新婚時代から写真を撮りに来てくれているIさんご夫婦。今回で3回目の撮影です。


「あーほとんど子供の写真ですね。」

お母さんのiPhoneのカメラロールには、お母さん自身がいない。
お子さんの成長記録のために撮った写真でいっぱいで、お母さんの写った写真がとても少ないのです。

人生が変わると、生活も変わり、当然容姿も変わっていく。
太るし、シミやしわも増える。
子育て中は、きれいにメイクする暇もなければ、毎月美容院に行く余裕もない。
疲れ果てて、自分を写す体力なんてどこにも残っていない。

夫が時々気まぐれで撮る写真は、すっぴんで半目。髪もぼさぼさ。おまけに逆光で顔なんてまともに見えません。
ありがとね、でももう気持ちだけでいいから、と悲しくなります。

そしたらだんだん、写真はいいやという気持ちになっていったのです。

私は、結婚してからの10年間、自分が写った写真は数えるほどだったので、少し後悔しています。
自分が写るのが嫌で写っていなかっただけなのですが、なんとなくその期間が空白なんです。空白になっていくというか。
嬉しいことも辛いこともたくさんあったはずなのに、その時の思い出も感情もだんだんと薄くぼやけていきます。

太っていようが、シミが増えようが、そんなことよりも、思い出の方が何十倍も大事。みんなで時を過ごし、みんなで歳をとっていく。見た目の変化は家族の歴史だと思います。

Iさんご夫婦のアーカイブが、とっても素敵なので少しご紹介します。

## データ:
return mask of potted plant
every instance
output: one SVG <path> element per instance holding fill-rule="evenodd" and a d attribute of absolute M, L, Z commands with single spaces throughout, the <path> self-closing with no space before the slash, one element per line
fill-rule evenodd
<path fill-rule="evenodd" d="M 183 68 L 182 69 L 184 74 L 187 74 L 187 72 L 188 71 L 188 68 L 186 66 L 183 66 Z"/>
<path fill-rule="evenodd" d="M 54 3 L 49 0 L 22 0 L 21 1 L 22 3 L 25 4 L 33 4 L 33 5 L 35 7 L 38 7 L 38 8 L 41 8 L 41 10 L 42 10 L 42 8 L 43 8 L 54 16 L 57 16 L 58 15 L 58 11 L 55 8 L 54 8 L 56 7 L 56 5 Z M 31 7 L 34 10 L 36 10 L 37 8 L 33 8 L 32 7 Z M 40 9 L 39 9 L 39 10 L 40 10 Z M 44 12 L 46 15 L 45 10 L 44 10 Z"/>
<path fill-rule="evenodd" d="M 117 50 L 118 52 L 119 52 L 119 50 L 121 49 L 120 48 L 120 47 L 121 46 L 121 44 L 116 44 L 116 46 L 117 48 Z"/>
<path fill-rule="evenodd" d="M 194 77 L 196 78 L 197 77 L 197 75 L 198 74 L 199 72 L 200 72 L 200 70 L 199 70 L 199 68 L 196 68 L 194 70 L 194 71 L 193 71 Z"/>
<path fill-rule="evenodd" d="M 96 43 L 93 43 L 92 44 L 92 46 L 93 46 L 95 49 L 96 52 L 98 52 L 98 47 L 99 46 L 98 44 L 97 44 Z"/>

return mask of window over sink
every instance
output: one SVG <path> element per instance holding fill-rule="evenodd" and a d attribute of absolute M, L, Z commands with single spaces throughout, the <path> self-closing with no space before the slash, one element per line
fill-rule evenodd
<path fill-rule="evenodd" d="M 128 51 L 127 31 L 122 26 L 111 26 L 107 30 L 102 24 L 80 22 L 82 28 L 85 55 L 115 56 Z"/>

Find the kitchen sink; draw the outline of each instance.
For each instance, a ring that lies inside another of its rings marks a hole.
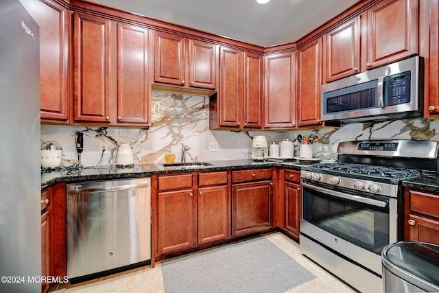
[[[171,167],[175,169],[193,169],[202,167],[213,166],[213,164],[206,162],[196,163],[173,163],[171,164],[163,164],[165,167]]]

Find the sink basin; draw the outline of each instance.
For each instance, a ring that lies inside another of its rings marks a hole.
[[[202,167],[213,166],[213,165],[206,162],[197,163],[173,163],[171,164],[163,164],[165,167],[173,167],[176,169],[192,169]]]

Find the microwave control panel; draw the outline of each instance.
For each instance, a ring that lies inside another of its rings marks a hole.
[[[410,73],[406,71],[385,78],[387,106],[410,102]]]

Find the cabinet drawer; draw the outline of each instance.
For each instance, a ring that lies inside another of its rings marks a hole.
[[[52,189],[47,188],[41,191],[41,211],[47,209],[52,201]]]
[[[439,195],[410,190],[408,200],[412,212],[439,218]]]
[[[200,173],[198,186],[227,184],[227,171],[220,172]]]
[[[285,170],[284,178],[288,181],[299,182],[300,180],[300,172],[298,171]]]
[[[192,188],[192,174],[158,176],[158,190]]]
[[[232,182],[244,182],[253,180],[269,179],[272,178],[271,169],[257,169],[254,170],[233,171]]]

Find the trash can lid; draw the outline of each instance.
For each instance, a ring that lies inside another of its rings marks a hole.
[[[401,279],[428,291],[439,291],[439,246],[427,242],[401,242],[381,253],[383,266]]]

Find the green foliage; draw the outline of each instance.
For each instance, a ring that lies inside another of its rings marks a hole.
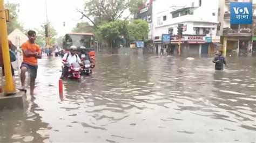
[[[50,28],[50,32],[49,33],[49,36],[50,37],[50,44],[52,45],[56,43],[57,38],[56,36],[57,35],[57,31],[55,29],[51,26],[51,24],[49,24],[49,26],[48,28]],[[41,27],[39,30],[36,30],[37,33],[37,38],[36,42],[40,46],[45,46],[46,45],[46,38],[45,38],[45,31],[44,28],[44,25],[42,25]]]
[[[9,6],[6,8],[9,10],[10,22],[7,23],[7,32],[8,34],[16,28],[18,28],[21,31],[24,31],[22,24],[18,20],[16,6]]]
[[[120,38],[126,37],[128,34],[128,22],[117,20],[105,23],[100,26],[96,32],[99,39],[107,42],[112,42]]]
[[[93,33],[93,26],[90,25],[87,22],[82,22],[77,23],[77,26],[73,28],[73,32]]]
[[[128,3],[128,8],[132,14],[137,13],[139,12],[139,6],[146,2],[146,0],[130,0]]]
[[[137,13],[139,6],[145,1],[146,0],[89,0],[85,3],[84,13],[83,13],[90,20],[91,19],[89,17],[93,17],[94,23],[98,26],[106,22],[111,22],[120,19],[126,10],[130,10],[131,14]]]
[[[143,41],[149,33],[149,24],[142,19],[133,20],[129,25],[129,39],[131,41]]]

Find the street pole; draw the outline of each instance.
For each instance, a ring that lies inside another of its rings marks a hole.
[[[13,94],[15,92],[15,88],[11,75],[11,59],[9,49],[4,0],[0,0],[0,35],[1,37],[4,73],[5,74],[5,84],[4,87],[4,94]]]
[[[179,55],[180,55],[180,42],[181,42],[181,36],[179,35]]]

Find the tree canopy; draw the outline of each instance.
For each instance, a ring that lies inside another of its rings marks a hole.
[[[129,25],[130,41],[143,41],[149,33],[149,24],[142,19],[133,20]]]
[[[10,34],[16,28],[18,28],[24,32],[24,28],[22,24],[18,20],[16,6],[8,6],[6,8],[9,10],[10,22],[7,23],[7,32]]]
[[[94,27],[87,22],[81,22],[77,24],[76,27],[72,30],[73,32],[93,33]]]
[[[89,0],[85,3],[84,10],[78,10],[82,18],[86,18],[97,27],[104,22],[111,22],[120,19],[125,10],[131,13],[138,12],[139,6],[145,0]],[[126,16],[126,19],[129,16]],[[91,19],[90,17],[92,17]]]
[[[51,25],[50,23],[49,24],[48,27],[50,28],[50,32],[49,33],[49,36],[50,38],[50,45],[52,45],[55,44],[56,41],[56,36],[57,35],[57,33],[56,30]],[[40,46],[45,46],[46,45],[46,41],[45,41],[45,31],[44,28],[44,25],[42,25],[40,29],[38,29],[36,30],[37,31],[37,38],[36,40],[36,42]]]

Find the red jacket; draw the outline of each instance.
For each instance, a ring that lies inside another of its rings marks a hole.
[[[9,45],[9,48],[11,48],[11,41],[8,40],[8,45]],[[2,52],[2,42],[0,40],[0,65],[3,65],[3,53]]]

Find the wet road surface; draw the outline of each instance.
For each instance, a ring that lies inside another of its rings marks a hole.
[[[98,55],[94,74],[65,81],[60,58],[39,60],[33,102],[0,111],[0,142],[255,141],[256,60]]]

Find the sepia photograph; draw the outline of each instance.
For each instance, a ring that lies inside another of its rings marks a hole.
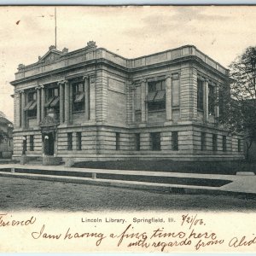
[[[255,252],[255,15],[1,6],[0,252]]]

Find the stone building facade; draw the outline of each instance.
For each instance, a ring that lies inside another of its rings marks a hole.
[[[242,159],[214,100],[228,70],[187,45],[126,59],[89,42],[19,65],[14,158],[79,160]]]
[[[0,159],[11,158],[13,154],[13,124],[0,116]]]

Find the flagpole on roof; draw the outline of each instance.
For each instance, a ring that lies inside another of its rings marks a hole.
[[[57,11],[55,8],[55,48],[57,49]]]

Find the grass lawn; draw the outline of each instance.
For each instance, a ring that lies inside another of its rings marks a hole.
[[[207,162],[172,160],[118,160],[102,162],[79,162],[75,163],[74,167],[236,175],[237,172],[256,172],[256,162],[247,163],[241,160]]]

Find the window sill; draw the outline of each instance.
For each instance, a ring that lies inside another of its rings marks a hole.
[[[73,111],[73,113],[84,113],[84,110],[79,110],[79,111]]]

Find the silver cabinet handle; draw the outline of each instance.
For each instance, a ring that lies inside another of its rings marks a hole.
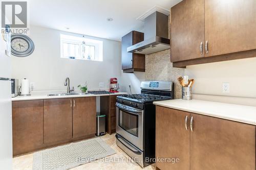
[[[208,40],[206,40],[206,42],[205,42],[205,52],[206,54],[208,54],[209,52],[208,51]]]
[[[203,55],[203,41],[201,41],[200,43],[200,53],[201,53],[201,55]]]
[[[186,128],[186,130],[187,131],[187,115],[186,116],[186,118],[185,118],[185,128]]]
[[[193,132],[193,116],[191,117],[190,119],[190,130],[191,132]]]

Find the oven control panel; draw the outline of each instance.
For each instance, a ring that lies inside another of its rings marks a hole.
[[[131,106],[135,108],[137,108],[142,110],[143,110],[143,104],[142,104],[137,103],[135,102],[128,101],[126,100],[119,99],[117,99],[116,100],[116,102],[124,105]]]

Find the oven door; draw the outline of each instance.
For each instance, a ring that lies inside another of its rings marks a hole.
[[[116,106],[116,133],[143,151],[144,111],[118,103]]]

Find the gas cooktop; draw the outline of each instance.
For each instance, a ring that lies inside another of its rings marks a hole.
[[[148,94],[124,94],[117,96],[118,99],[140,103],[152,103],[154,101],[172,99],[170,97]]]

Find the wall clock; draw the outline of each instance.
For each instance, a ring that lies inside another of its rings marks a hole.
[[[35,48],[32,40],[23,34],[12,34],[11,37],[12,54],[20,57],[31,55]]]

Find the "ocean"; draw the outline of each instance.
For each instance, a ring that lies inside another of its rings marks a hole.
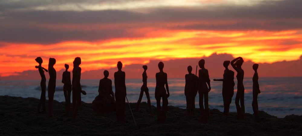
[[[212,89],[209,93],[209,105],[210,108],[216,108],[221,111],[223,110],[222,90],[222,82],[213,81],[211,79]],[[63,92],[63,84],[61,79],[57,79],[54,99],[59,102],[65,101]],[[151,104],[156,106],[156,100],[154,96],[155,86],[155,79],[148,79],[148,86],[149,89]],[[237,81],[235,78],[235,92],[230,106],[230,112],[236,112],[235,97],[237,89]],[[40,80],[0,81],[0,96],[27,98],[31,97],[40,99],[41,95]],[[245,78],[244,84],[245,112],[253,113],[252,106],[252,81],[251,77]],[[82,89],[87,94],[82,95],[82,101],[91,103],[98,95],[99,80],[82,79]],[[184,92],[185,81],[184,79],[169,79],[168,80],[170,91],[168,98],[169,105],[185,108],[186,98]],[[258,95],[258,104],[260,110],[278,117],[283,118],[291,114],[302,115],[302,77],[261,77],[259,79],[261,93]],[[48,80],[46,82],[48,84]],[[115,91],[114,81],[112,87]],[[136,102],[138,99],[140,88],[142,84],[141,79],[127,79],[126,85],[127,97],[129,102]],[[46,99],[47,99],[46,93]],[[199,108],[199,96],[197,94],[195,98],[196,107]],[[142,102],[146,102],[144,94]],[[37,105],[38,103],[37,103]],[[55,108],[55,107],[54,108]]]

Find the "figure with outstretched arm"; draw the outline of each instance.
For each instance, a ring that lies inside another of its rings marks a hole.
[[[261,92],[259,89],[259,83],[258,82],[259,77],[257,70],[258,66],[258,64],[254,64],[253,65],[253,69],[255,73],[253,76],[253,102],[252,102],[252,106],[253,107],[254,115],[255,116],[255,120],[257,122],[259,122],[260,120],[258,109],[257,97],[258,94]]]
[[[66,116],[69,115],[70,109],[70,97],[71,93],[71,81],[70,80],[70,72],[68,71],[69,65],[67,64],[64,65],[65,71],[63,72],[62,75],[62,83],[64,84],[63,86],[63,91],[65,97],[65,108]]]
[[[232,101],[232,98],[234,94],[234,74],[233,71],[229,69],[228,67],[230,64],[230,61],[226,60],[223,62],[223,66],[225,68],[223,73],[223,79],[213,80],[215,81],[222,81],[222,97],[223,100],[223,115],[229,115],[230,105]]]
[[[57,72],[54,68],[56,64],[56,59],[54,58],[49,58],[48,62],[48,73],[49,74],[49,81],[48,81],[48,115],[53,117],[54,96],[56,90],[56,80],[57,79]]]
[[[187,101],[187,114],[191,115],[195,113],[195,97],[198,91],[198,77],[192,73],[192,66],[188,66],[187,69],[189,73],[185,76],[184,93]]]
[[[168,85],[167,73],[164,72],[164,63],[158,63],[159,72],[155,75],[156,84],[155,87],[155,98],[156,99],[156,108],[157,111],[157,121],[159,123],[166,121],[168,98],[170,96]],[[165,86],[166,89],[165,89]],[[161,99],[162,98],[162,107],[161,106]]]
[[[152,109],[151,108],[151,101],[150,100],[150,96],[149,95],[149,89],[147,87],[147,78],[148,76],[147,76],[147,73],[146,71],[148,69],[148,67],[147,65],[143,66],[143,68],[144,69],[144,72],[143,72],[143,85],[141,87],[141,93],[139,94],[139,97],[138,98],[138,100],[137,101],[136,103],[136,107],[135,111],[138,111],[138,108],[139,107],[139,105],[141,103],[141,99],[143,97],[143,95],[144,95],[144,92],[145,92],[146,94],[146,96],[147,97],[147,103],[148,106],[149,107],[149,110],[150,111],[150,113],[153,115],[152,112]]]
[[[244,71],[241,68],[243,63],[243,59],[241,57],[237,58],[231,61],[231,65],[237,72],[237,92],[235,99],[235,104],[237,109],[237,118],[244,118],[245,110],[244,108],[244,86],[243,86],[243,76]],[[239,101],[240,101],[240,105]]]
[[[126,84],[125,83],[126,74],[122,71],[123,64],[119,61],[117,64],[118,71],[114,73],[114,86],[115,89],[115,107],[117,121],[125,123],[125,103],[126,96]]]
[[[211,90],[211,84],[208,70],[204,67],[205,60],[200,60],[198,65],[201,69],[199,70],[198,93],[199,94],[199,107],[201,115],[201,121],[207,122],[209,118],[209,92]],[[204,98],[204,108],[203,98]]]
[[[42,113],[45,114],[46,113],[46,108],[45,107],[45,101],[46,99],[46,78],[45,77],[45,74],[44,74],[44,70],[47,72],[48,70],[45,68],[42,67],[42,63],[43,63],[43,60],[41,57],[37,57],[35,59],[36,61],[39,63],[38,66],[35,66],[36,68],[38,69],[39,70],[39,73],[41,76],[41,82],[40,85],[41,86],[41,97],[40,97],[40,100],[39,101],[39,104],[38,105],[38,109],[37,110],[36,113],[39,114],[40,113],[40,109],[41,108],[41,106],[42,106]]]

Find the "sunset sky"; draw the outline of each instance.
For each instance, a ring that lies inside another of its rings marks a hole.
[[[35,70],[34,59],[83,71],[213,53],[256,63],[299,59],[302,1],[5,0],[0,75]]]

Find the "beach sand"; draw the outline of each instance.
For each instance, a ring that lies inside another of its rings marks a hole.
[[[114,112],[94,115],[91,103],[82,102],[75,118],[65,117],[65,103],[54,101],[55,117],[47,114],[35,115],[39,100],[8,96],[0,96],[0,135],[301,135],[302,116],[291,115],[279,118],[260,111],[260,122],[254,116],[245,114],[244,120],[236,119],[236,113],[228,116],[216,109],[210,111],[208,123],[200,123],[200,112],[187,116],[185,110],[169,106],[167,122],[157,124],[156,115],[148,112],[147,103],[142,103],[140,111],[134,113],[134,122],[128,104],[125,113],[128,123],[116,122]],[[46,101],[47,109],[48,101]],[[135,103],[130,103],[134,109]],[[152,106],[156,115],[156,108]]]

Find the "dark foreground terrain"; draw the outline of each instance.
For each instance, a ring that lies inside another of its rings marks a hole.
[[[210,110],[210,121],[200,122],[196,115],[187,116],[184,109],[169,106],[167,123],[157,124],[156,115],[148,112],[147,104],[141,103],[140,111],[135,112],[137,126],[128,106],[126,106],[128,122],[116,122],[115,113],[94,115],[91,103],[83,102],[75,118],[65,117],[64,102],[54,102],[55,118],[47,114],[35,114],[38,100],[35,98],[0,96],[0,135],[302,135],[302,116],[290,115],[278,118],[261,111],[261,121],[254,121],[247,113],[244,120],[236,119],[235,113],[227,117],[216,109]],[[46,107],[47,108],[46,102]],[[126,104],[127,104],[126,103]],[[131,103],[132,108],[135,104]],[[156,108],[153,106],[156,115]]]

## 課題:
家族写真についての文章を、最後の一文「Iさんご夫婦のアーカイブが、とっても素敵なので少しご紹介します。」の後から書き進めてもらえますか。

## 出力結果:
2017年5月。
こちら下のお写真はまだ奥様が妊娠する前、エンゲージメントフォトを撮ったものです。

二人の思い出の海。
この日はあいにく、春の嵐のおかげで天気が荒れ模様でした。車でじーっと待機し、どしゃ降りの中の一瞬の晴れ間を狙って撮影しました。曇り空の色もまた、スカッとした青空とは違った良さがあります。


2017年12月。
奥様が妊娠され、マタニティフォトを撮りに来てくれた時のもの。この時は妊娠9か月です。
マタニティフォトはお腹が大きくなり始める6か月以降がおすすめですが、里帰りをしない方は、お腹が目立つ8、9か月目がやはり1番おすすめです。

スタジオでゆったりリラックスしながら、神秘的で美しい瞬間を形に残します。

エコー写真をご持参いただき、一緒に撮りました。
お腹の中の彼に早く会いたい!みんなでその時を楽しみにしておりました。わくわく感が伝わってきます。
エコー写真を見せていただきましたが、顔の凹凸がはっきりしていてお父さんに似ているのが分かり驚きでした。最近のエコーってすごい…

そして、出産のご報告を頂いてから、半年後。
2018年8月。
エコーに写っていた噂の彼にやっと会えました。

お母さんと正面を向いてくれた奇跡的なショットです。

ニューボーンフォトといえども、新生児のお世話は大変すぎるし、お母さんの体力も戻りきっていません。病院を退院してすぐの撮影というのはなかなか難しく、今回もお母さんが育児に慣れて、精神的にも少し余裕が出てきた頃の撮影になります。

旦那様も3回目の撮影ともなると、カメラマンにも慣れて、自然体に。表情も柔らかくなり良い写真が増えます。

泣き顔や寝顔もいいけど、どうせ撮るならニコッとしてくれた瞬間をおさめたいもの。

ソロ写真を撮ろうとお母さんが抱っこをやめると、当然ふうぇっと泣き顔になってしまうのですが、お母さんがある魔法の言葉を言うと、すんと泣き止んでくれたのです。

それは、「ぽちゃっこ。」

そこからは、みんなでずーっと「ぽちゃっこ!ぽちゃっこだよ!」と叫んでいました。

ぽちゃっこのおかげで、この笑顔。


奥様のリクエストで寝相アートの撮影。


このお名前の書かれたボードは、ふだんおうちで使っているものを持ってきてもらいました。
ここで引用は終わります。